**Obiettivo dichiarato 1**
Ricopia esattamente la parte dei record che inizia con la riga contenente "woman in yellow" e termina con la riga contenente "[0,0,66,295]", incluse entrambe.

──────── Documento ────────

Il richiedente asilo ha riferito che nel paese d’origine lavorava come meccanico ma guadagnava poco. Uno zio paterno gli aveva trovato un lavoro in Libia ed era partito nel 2016. Per pagargli il viaggio lo zio aveva preso un prestito che egli avrebbe dovuto restituire con i soldi guadagnati in Libia, ma non essendo ancora riuscito a restituire i soldi ricevuti in prestito, non poteva tornare nel suo paese. Anche davanti al tribunale il ricorrente ha confermato di aver lasciato il (OMISSIS) per ragioni economiche.
A sostegno della decisione di rigetto, il tribunale ha rilevato come i fatti narrati, pur se attendibili e coerenti non consentivano di riconoscere lo status di rifugiato, in assenza del timore di persecuzione per i motivi di cui alla Convenzione di Ginevra nè di pervenire al riconoscimento della protezione sussidiaria in quanto non erano stati dedotti elementi per ritenere che, in caso di rientro del richiedente nel paese d’origine, questi potesse subire un danno grave. Il tribunale ha accertato, altresì, attraverso le fonti consultate, che in (OMISSIS) non sussiste una situazione di violenza indiscriminata dovuto all’esistenza di un conflitto armato interno. Il tribunale ha, infine, rilevato come il ricorrente non aveva dedotto alcuna situazione di particolare vulnerabilità, dimodochè non si ravvisavano rischi specifici in caso di rimpatrio.
Contro il decreto del medesimo Tribunale è ora proposto ricorso per cassazione sulla base di quattro motivi.
Il Ministero dell’Interno ha resistito con controricorso.

──────── Dati registrati ────────

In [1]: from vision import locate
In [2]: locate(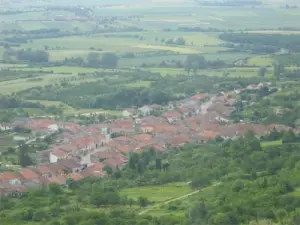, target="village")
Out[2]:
[0,81,297,195]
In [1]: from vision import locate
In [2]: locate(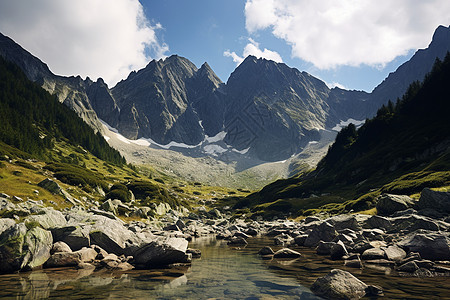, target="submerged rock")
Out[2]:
[304,222,338,247]
[0,223,53,273]
[273,248,302,258]
[258,246,275,255]
[134,237,192,267]
[311,269,368,299]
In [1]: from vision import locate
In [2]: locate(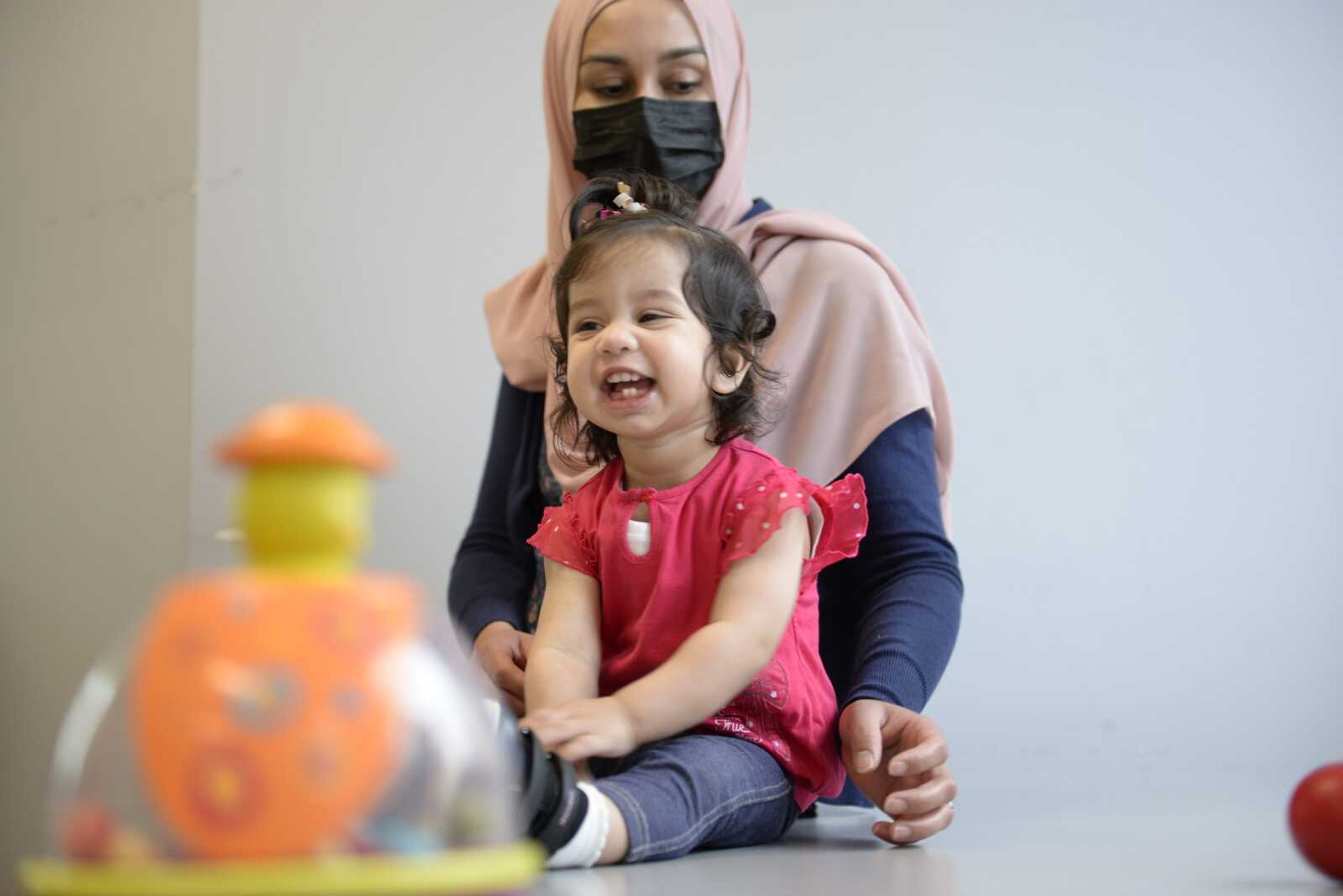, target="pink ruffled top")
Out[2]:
[529,439,868,809]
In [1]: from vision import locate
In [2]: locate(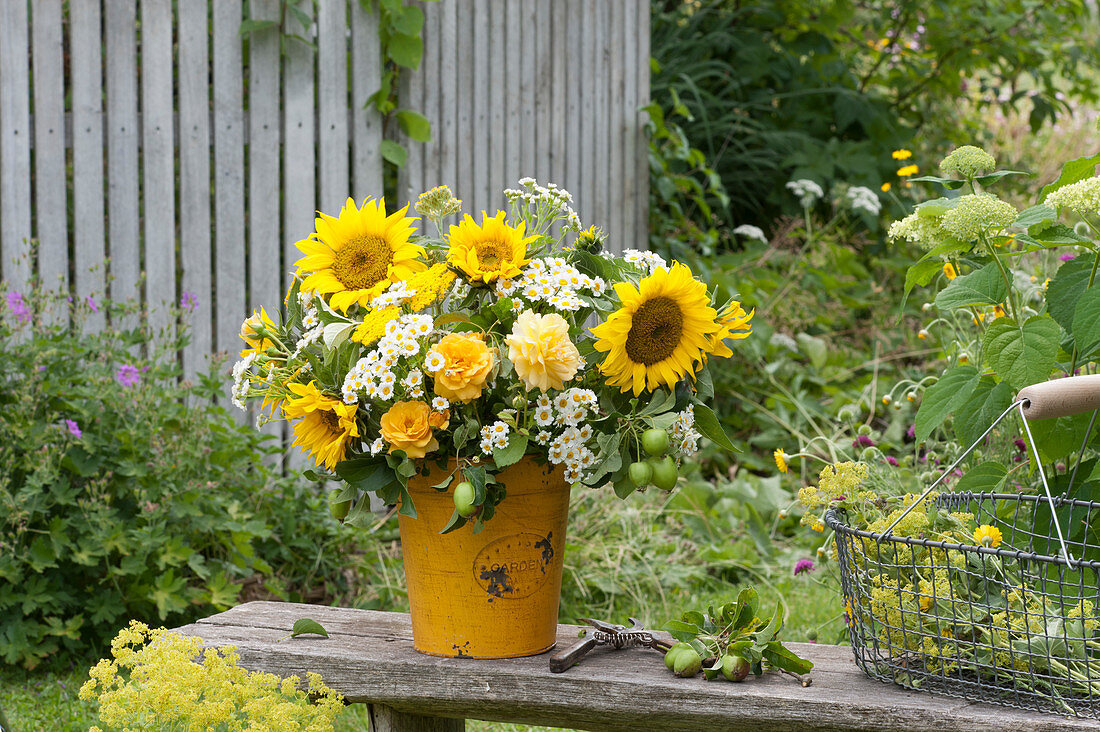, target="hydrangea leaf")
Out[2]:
[982,315,1062,391]
[1038,153,1100,199]
[916,364,978,443]
[935,262,1009,310]
[1070,285,1100,353]
[1046,259,1092,332]
[952,460,1009,493]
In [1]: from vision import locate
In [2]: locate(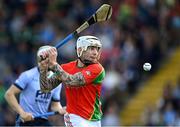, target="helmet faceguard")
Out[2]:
[37,45,51,62]
[76,36,102,57]
[76,36,102,65]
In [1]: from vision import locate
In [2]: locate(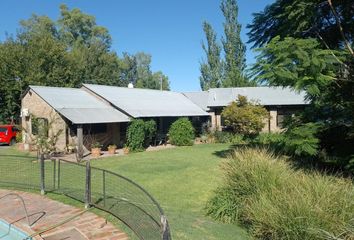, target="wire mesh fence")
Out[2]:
[0,156,171,240]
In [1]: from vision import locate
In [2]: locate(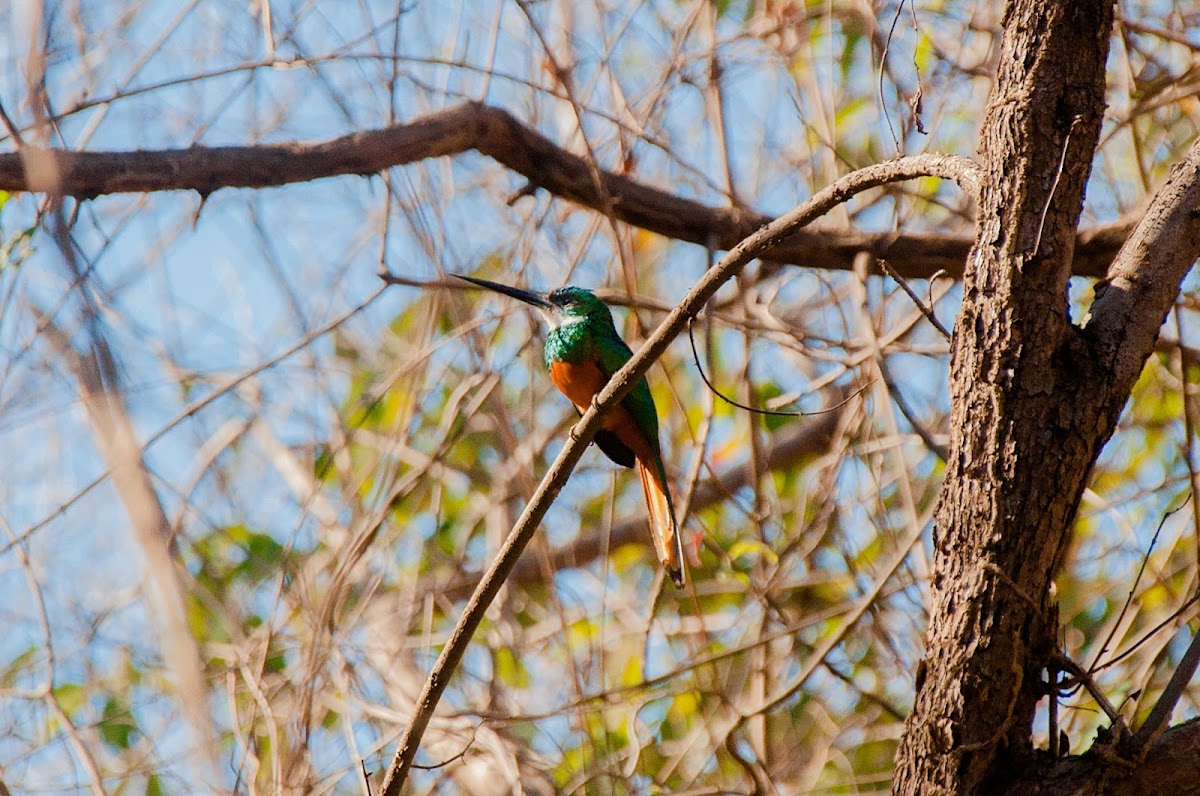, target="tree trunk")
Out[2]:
[894,0,1128,796]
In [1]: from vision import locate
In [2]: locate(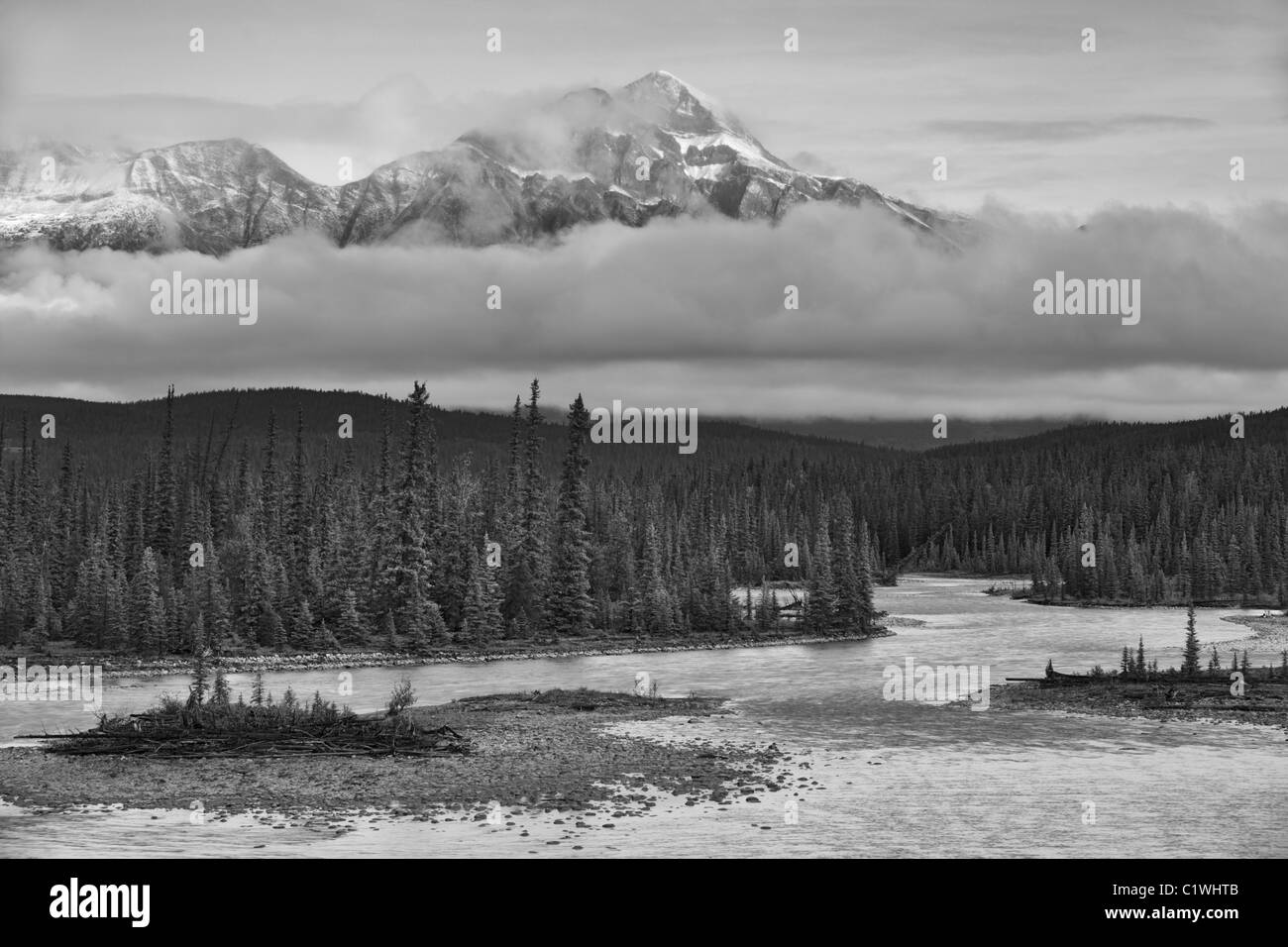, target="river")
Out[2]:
[0,576,1288,857]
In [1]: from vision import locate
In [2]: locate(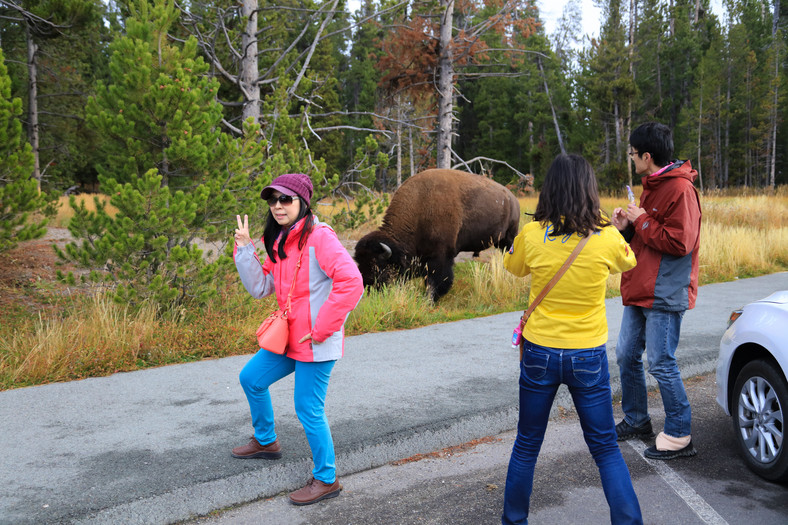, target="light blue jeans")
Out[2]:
[616,306,692,437]
[239,349,336,484]
[501,341,643,525]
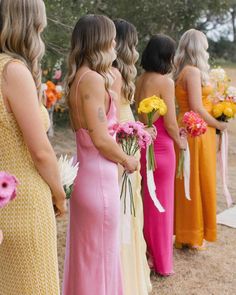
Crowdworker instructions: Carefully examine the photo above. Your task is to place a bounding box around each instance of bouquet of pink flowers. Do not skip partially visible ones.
[177,111,207,179]
[0,172,19,244]
[114,121,152,216]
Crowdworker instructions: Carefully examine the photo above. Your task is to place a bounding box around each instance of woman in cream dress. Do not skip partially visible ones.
[113,19,152,295]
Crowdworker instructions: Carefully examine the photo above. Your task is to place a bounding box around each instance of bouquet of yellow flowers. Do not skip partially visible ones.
[210,68,236,133]
[210,68,236,207]
[138,95,167,171]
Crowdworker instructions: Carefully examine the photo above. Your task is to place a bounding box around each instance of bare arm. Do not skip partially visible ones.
[3,62,65,213]
[80,72,137,171]
[185,67,226,130]
[161,77,186,149]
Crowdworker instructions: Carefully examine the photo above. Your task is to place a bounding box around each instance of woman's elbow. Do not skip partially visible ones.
[30,147,52,163]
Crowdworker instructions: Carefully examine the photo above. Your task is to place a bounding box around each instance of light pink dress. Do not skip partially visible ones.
[63,73,123,295]
[141,117,175,275]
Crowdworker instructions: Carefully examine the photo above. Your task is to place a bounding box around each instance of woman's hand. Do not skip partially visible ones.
[53,190,67,217]
[144,125,157,140]
[178,137,187,150]
[122,156,138,173]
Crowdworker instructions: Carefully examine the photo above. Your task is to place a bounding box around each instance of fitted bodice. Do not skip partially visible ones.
[75,96,117,164]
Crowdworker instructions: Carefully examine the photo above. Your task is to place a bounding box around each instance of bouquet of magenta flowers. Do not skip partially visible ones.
[176,111,207,200]
[114,122,152,216]
[0,172,19,244]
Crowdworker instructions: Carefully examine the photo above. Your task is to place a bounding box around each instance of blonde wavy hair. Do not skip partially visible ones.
[113,19,139,103]
[173,29,210,85]
[0,0,47,99]
[65,14,116,100]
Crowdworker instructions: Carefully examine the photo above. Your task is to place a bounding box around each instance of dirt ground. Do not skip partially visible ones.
[51,69,236,295]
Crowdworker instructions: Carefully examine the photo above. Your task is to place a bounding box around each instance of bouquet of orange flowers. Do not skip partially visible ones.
[138,95,167,171]
[210,68,236,133]
[43,81,62,109]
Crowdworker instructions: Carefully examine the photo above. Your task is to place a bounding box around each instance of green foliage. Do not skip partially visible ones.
[44,0,236,68]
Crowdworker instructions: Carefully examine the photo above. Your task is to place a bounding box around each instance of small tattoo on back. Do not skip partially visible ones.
[98,107,106,123]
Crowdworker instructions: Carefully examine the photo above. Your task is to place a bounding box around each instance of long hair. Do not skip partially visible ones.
[0,0,47,99]
[113,19,139,103]
[65,14,116,99]
[141,34,176,75]
[174,29,210,85]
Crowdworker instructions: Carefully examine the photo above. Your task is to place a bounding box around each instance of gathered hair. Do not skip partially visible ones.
[65,14,116,99]
[0,0,47,99]
[173,29,210,85]
[141,34,176,75]
[113,19,139,103]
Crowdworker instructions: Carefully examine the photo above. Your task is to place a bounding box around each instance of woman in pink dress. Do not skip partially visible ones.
[135,35,186,276]
[63,15,138,295]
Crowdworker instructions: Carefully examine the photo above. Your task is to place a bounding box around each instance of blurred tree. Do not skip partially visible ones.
[45,0,236,67]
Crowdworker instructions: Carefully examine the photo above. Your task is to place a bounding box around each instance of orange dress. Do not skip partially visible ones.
[175,70,216,246]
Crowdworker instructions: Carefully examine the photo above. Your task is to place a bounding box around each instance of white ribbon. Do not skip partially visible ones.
[218,130,233,208]
[120,174,132,244]
[146,149,165,213]
[183,143,191,201]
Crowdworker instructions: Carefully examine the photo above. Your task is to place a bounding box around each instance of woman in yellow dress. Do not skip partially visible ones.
[113,19,152,295]
[174,29,226,250]
[0,0,66,295]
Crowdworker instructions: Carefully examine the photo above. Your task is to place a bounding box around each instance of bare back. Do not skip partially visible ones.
[69,67,110,131]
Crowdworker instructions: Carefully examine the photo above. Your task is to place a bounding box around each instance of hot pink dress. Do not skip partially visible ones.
[141,117,175,275]
[63,80,123,295]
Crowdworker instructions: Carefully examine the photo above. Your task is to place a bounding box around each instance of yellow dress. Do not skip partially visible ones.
[120,99,152,295]
[175,69,216,246]
[0,54,59,295]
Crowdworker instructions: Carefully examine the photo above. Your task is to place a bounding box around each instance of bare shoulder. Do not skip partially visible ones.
[159,75,175,88]
[111,67,122,80]
[183,65,201,78]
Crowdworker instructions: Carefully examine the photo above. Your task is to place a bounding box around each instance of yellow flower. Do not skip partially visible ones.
[213,104,224,118]
[232,103,236,115]
[138,95,167,116]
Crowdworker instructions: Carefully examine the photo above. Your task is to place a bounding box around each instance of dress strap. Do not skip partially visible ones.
[70,70,92,131]
[0,53,15,121]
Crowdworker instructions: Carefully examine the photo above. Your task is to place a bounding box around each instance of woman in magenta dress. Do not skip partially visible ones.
[63,15,137,295]
[136,35,185,276]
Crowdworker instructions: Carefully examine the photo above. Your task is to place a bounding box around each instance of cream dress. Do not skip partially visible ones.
[119,99,152,295]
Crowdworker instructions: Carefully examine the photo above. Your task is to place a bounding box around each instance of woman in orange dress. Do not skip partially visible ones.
[174,29,226,250]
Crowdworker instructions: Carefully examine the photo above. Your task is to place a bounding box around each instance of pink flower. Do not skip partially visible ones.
[0,172,19,208]
[183,111,207,137]
[0,230,3,245]
[53,69,62,80]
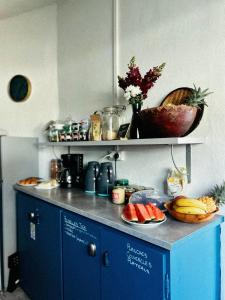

────────

**Obiettivo dichiarato 2**
Rispondi in base al documento:
(a) Che lavoro svolgeva il richiedente asilo nel paese d'origine?
(b) Su quanti motivi si fonda il ricorso per cassazione?
(c) Chi ha resistito con controricorso?

**Risposta esercizio 1**
Crowdworker instructions: Carefully examine the photo above. Your task is to place a bounding box around each instance of woman in yellow dress. Do not skip partially visible ones.
[113,19,152,295]
[174,29,226,250]
[0,0,66,295]

**Risposta esercizio 2**
(a) Il meccanico.
(b) Su quattro motivi.
(c) Il Ministero dell'Interno.